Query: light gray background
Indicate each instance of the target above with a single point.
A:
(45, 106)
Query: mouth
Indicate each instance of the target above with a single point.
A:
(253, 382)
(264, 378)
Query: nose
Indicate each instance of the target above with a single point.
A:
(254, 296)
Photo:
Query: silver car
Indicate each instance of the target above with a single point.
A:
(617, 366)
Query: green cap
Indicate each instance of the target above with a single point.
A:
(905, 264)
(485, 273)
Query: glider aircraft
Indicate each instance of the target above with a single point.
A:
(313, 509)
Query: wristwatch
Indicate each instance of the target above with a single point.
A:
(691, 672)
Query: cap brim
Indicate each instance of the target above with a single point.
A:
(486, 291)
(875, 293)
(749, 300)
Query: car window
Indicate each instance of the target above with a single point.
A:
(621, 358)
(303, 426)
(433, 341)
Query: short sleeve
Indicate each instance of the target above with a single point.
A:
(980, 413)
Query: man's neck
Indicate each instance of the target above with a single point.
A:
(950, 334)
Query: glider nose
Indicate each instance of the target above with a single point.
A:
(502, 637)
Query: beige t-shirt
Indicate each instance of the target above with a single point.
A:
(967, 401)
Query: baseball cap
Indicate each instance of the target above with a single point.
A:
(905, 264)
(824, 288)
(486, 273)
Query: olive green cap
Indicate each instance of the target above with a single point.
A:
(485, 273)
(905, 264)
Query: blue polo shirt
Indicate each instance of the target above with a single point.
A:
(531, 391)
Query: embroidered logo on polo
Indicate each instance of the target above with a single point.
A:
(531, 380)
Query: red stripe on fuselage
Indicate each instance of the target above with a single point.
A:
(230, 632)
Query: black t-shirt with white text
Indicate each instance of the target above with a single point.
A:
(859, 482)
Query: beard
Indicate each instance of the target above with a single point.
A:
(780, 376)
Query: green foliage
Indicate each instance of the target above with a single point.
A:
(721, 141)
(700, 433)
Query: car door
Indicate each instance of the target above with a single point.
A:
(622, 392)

WHAT YOU HAVE TO DO: Only lines with the word "shirt" belong in the answer; copy each of them from the material above.

RESPONSE:
Query: beige t-shirt
Query: blue polo shirt
Query: black t-shirt with white text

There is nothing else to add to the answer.